* Exercise objective:
Answer these questions from the article about Jackson Hole Fire/EMS:
(a) By what percentage has the department's call volume grown over the last three years?
(b) What did Chief Brady Hansen name as the leading factor behind the rise in 911 calls?
(c) Did any one call category increase more than the others?
Exercise passage: Begin
JACKSON, Wyo. — In the last three years, Jackson Hole Fire/EMS has seen a 40% increase in call volume, which according to Chief Brady Hansen is the biggest challenge his team faces.
With unprecedented visitation, 2021 was difficult for the valley’s workforce as a whole, and JH Fire/EMS was no exception. Hansen explained that last summer’s visitation influx was the leading factor contributing to the increase in 911 calls.
“It’s not just us. The airport saw a big increase along with Jackson Hole Mountain Resort,” Hansen said. “Our increase in call volume is almost exactly the increase in call volume to the airport, Teton Village and the hotel industry.”
Hansen explained that not one call category increased more than the other. Rather, call volume increased across the board and at a rate that was too challenging for his team to keep up with.
Exercise passage: End
Source information: Begin
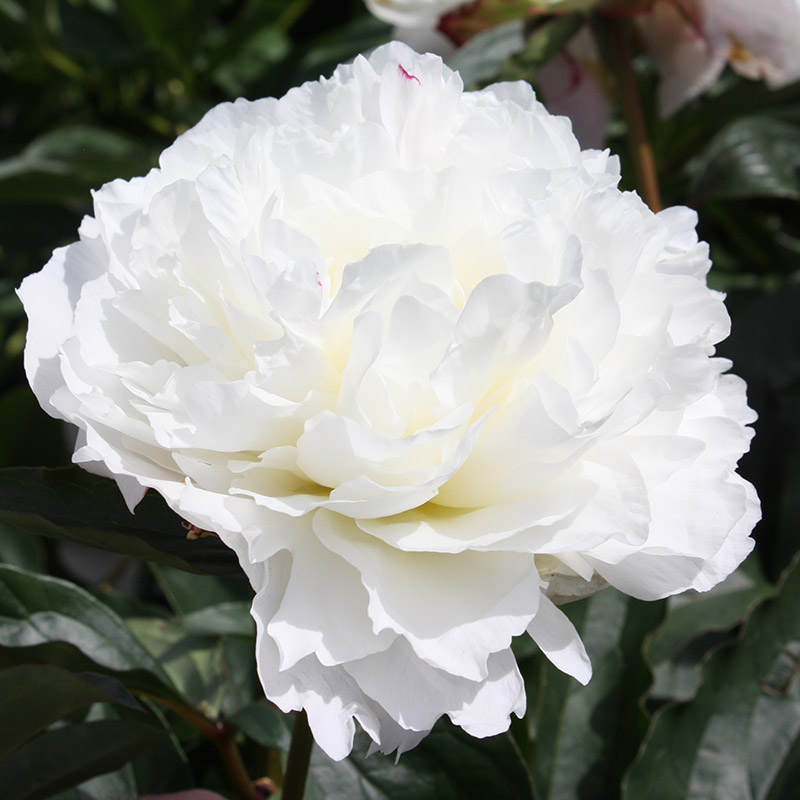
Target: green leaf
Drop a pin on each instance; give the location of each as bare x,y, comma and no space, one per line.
448,765
731,740
586,736
544,42
210,670
20,549
63,757
232,619
750,157
188,593
265,724
72,505
35,696
65,163
38,610
695,624
482,56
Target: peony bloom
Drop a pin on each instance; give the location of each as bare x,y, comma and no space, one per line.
692,40
420,363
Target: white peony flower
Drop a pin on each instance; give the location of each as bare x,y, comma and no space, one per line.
692,40
420,363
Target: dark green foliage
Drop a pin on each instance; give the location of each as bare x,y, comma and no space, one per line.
106,695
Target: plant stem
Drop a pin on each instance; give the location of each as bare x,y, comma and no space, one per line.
223,738
299,756
620,32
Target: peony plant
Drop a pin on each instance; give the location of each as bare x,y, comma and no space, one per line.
417,360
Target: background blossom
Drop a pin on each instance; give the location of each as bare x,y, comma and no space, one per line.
691,41
417,360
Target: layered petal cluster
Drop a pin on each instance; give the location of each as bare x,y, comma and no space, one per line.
691,41
413,356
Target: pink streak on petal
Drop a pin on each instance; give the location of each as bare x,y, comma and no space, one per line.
407,75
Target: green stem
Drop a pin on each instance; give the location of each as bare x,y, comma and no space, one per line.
223,738
299,756
620,32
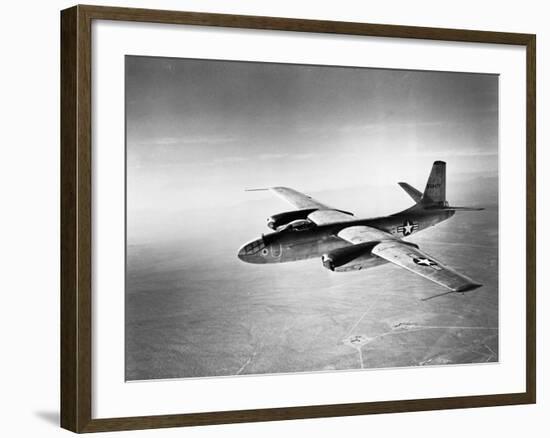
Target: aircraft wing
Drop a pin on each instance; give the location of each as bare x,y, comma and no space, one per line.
408,256
417,261
323,215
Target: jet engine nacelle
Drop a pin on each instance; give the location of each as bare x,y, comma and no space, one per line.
281,219
351,257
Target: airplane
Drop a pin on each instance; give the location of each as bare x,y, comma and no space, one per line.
346,243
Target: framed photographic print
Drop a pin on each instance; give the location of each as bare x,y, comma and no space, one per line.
270,218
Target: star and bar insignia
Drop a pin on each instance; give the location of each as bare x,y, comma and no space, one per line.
407,228
423,261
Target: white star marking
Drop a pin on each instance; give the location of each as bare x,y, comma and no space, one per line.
407,228
425,262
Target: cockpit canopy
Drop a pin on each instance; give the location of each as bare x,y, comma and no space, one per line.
253,247
298,225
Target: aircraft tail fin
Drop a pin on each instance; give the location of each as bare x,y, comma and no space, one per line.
434,193
411,191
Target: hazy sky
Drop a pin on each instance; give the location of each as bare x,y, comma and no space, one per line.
200,131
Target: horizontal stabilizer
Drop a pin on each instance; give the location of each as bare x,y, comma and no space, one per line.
411,191
454,208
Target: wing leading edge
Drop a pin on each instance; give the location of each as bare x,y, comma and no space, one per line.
408,256
321,216
418,262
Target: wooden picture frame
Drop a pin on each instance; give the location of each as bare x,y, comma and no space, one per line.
76,217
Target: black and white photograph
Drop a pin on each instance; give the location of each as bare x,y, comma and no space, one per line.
292,218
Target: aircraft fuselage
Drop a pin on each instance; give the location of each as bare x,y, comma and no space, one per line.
290,245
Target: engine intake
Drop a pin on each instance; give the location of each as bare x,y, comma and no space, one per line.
278,220
342,256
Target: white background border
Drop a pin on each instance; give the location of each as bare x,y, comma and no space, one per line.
113,397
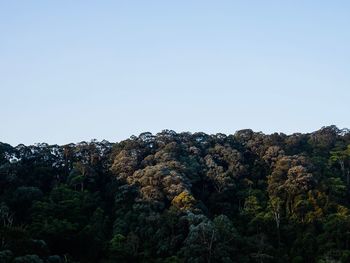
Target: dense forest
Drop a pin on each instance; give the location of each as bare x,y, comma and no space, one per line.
178,197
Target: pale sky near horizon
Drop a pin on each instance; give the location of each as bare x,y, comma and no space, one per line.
77,70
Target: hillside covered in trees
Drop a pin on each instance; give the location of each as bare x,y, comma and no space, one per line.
169,197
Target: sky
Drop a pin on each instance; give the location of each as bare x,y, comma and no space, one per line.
74,71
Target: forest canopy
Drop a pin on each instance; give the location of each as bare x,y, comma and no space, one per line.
178,197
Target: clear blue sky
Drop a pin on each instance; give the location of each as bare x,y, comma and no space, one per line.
77,70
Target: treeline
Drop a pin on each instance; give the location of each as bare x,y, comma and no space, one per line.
169,197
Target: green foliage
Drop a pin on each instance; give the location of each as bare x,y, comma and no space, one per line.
171,198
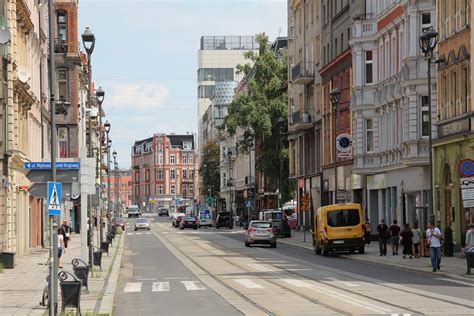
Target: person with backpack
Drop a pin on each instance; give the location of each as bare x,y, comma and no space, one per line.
382,231
416,239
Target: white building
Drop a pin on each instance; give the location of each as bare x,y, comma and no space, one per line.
390,108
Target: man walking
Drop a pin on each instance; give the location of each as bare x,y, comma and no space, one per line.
382,231
433,234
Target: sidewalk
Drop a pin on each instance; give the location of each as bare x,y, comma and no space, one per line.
21,288
453,267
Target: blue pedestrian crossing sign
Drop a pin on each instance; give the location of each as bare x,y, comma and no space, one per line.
54,198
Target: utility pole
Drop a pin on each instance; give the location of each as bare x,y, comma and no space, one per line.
53,267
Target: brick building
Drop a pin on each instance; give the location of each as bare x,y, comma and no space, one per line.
163,171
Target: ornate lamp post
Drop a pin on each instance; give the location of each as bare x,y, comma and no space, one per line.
335,98
428,41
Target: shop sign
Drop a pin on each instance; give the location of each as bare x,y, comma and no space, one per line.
455,127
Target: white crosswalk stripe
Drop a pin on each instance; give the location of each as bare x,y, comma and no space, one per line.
160,287
193,285
133,287
248,283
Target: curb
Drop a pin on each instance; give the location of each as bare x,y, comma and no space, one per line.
361,258
110,287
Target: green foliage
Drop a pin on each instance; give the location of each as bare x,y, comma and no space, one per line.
262,113
209,169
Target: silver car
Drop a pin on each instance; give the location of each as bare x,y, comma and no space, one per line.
142,223
260,232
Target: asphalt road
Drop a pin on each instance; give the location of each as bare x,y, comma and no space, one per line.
283,281
154,282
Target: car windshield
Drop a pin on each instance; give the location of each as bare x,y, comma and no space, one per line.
341,218
262,225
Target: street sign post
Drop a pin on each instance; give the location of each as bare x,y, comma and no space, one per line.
54,198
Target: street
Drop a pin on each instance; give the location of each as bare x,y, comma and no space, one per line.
168,271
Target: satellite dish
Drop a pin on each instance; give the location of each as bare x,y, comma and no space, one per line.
23,73
5,35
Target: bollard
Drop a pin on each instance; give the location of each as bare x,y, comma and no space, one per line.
81,270
70,291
Source information: End
* Task solution:
(a) Call volume grew by 40%.
(b) He named last summer's visitation influx.
(c) No. Call volume increased across the board.